* [Stated exercise]: Rewrite the passage on teaching ground school from the words "I just wanted" through "spoon feed them.", substituting "absorb" for "soak up".

I am towards the very end of my CFI training. In order for the chief pilot of my school to sign me off he wants me to do further ground evaluation with another CFI, who is not my original CFI, to see how my ground instruction is.

 

Ok, fine.

 

It seems this new CFI has a different philosophy on how ground should be taught compared to my first CFI.

 

With my original instructor I was taught to explain things in a steady pace. Kind of at the pace of the creation of the Earth as read from the bible; "And on the first day God created the light and darkness..." etc (I think you get my point). I was taught this should be done even with the topics of Aerodynamics and Weather. The idea being that the student should have read the material already (which we ALL know does not always happen).

 

This new CFI who is evaluating me thinks the opposite. And I tend to agree. He believes you should EXPLAIN topics like aerodynamics, weather and aircraft systems in detail because they are very important. Particularly aerodynamics.

 

I have great respect for my first CFI. That is why I am here. It leads me to wonder what benefit is to be gained from just giving the basics of topics, like aerodynamics and such. I have heard the "move things along" philosophy (for lack of a better term) from several people whom I respect.

 

 

Me personally, I would like to explain certain topics such as aerodynamics and weather. Regulations can be less so, in my opinion.

 

I just wanted to get some feedback from those who have been there or are there.

Posted

Personally, I think you will find different students are going to need a different techniques and will also have different amounts of education to draw there anwers from. Some will soak up the aerodymanics stuff as quickly as you can feed it to them, but when it comes to weather, you may have to spoon feed them.

 

I am not an aviation instructor, but do teach/instruct various topics on the fire side, and you can tell when a student is able to comprehend and understand the material verses just regurgitating the informing with no indepth subject knowledge.

 

But remember, the ultimate goal to have the student pass the written and oral examinations. If the student does his/her job of reading the material, its up to you and the student to find a way to cover the subjects. You as the CFI are going to have to determine if the student knows the information and then you can move on to another subject. Maybe one methodology is to review the subject matter that was assigned the student to read at home, and if the students gives you decent answers and seems competent, then move on. If the student is lacking certain parts in the Q & A, then back up and cover the material in more detail.

 

Hope this helps and this is how my ground instructor performed his magic with me! I think two major qualities all instructors need is patience and understanding and my hat is off to the good ones out there that have these sometimes rare qualities!

Posted

Different students and different topics will require different approaches. I'm a student now, but have done some teaching (CPR, first aid, and science stuff). The most useless thing is reading to a student, followed closely by explaining something to the student when he already knows it (but you're not paying attention enough to notice). That last part is hard, because sometimes you really want to talk about something because you think it's so cool, and you get disappointed when your student doesn't need it....

* [Pointing dataset items]:
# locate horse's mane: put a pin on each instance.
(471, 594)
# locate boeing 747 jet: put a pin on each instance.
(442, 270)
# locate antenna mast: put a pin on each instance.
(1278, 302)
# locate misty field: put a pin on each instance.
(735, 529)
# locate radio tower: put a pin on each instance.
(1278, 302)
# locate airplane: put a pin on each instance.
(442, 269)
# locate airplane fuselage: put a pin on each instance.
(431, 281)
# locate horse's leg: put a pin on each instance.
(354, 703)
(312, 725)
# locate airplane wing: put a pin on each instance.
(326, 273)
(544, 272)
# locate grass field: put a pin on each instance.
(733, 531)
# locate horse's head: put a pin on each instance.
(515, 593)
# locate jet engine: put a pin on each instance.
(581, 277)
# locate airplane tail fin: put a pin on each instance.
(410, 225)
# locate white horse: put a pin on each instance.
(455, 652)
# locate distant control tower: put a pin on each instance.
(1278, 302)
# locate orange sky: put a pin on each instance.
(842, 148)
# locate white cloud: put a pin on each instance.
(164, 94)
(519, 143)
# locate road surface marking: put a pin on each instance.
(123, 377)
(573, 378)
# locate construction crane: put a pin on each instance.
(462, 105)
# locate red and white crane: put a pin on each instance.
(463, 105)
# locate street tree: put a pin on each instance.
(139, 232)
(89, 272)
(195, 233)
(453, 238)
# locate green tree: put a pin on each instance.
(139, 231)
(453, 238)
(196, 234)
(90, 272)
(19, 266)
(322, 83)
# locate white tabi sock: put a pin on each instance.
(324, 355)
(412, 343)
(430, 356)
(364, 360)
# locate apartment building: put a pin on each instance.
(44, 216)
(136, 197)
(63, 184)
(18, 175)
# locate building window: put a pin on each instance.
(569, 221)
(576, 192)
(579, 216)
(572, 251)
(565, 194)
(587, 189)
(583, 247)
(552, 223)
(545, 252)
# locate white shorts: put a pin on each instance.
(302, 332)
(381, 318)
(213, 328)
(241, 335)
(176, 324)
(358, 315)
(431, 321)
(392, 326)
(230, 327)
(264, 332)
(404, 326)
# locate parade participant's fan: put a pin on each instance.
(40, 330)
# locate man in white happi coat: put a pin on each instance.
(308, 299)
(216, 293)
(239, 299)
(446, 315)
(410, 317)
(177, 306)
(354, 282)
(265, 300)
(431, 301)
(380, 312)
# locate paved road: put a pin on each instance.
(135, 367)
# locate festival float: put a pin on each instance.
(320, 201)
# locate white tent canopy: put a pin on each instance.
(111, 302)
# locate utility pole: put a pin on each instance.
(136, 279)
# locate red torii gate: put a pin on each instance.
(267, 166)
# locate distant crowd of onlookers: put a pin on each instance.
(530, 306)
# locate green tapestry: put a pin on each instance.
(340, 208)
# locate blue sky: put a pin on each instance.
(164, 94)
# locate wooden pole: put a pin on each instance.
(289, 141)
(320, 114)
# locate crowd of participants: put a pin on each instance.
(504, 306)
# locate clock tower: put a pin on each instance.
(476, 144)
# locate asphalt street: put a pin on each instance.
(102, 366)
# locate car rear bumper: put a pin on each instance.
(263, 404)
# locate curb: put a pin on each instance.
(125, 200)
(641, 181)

* [Result of this task]:
I just wanted to get some feedback from those who have been there or are there.

Posted

Personally, I think you will find different students are going to need a different techniques and will also have different amounts of education to draw there anwers from. Some will absorb the aerodymanics stuff as quickly as you can feed it to them, but when it comes to weather, you may have to spoon feed them.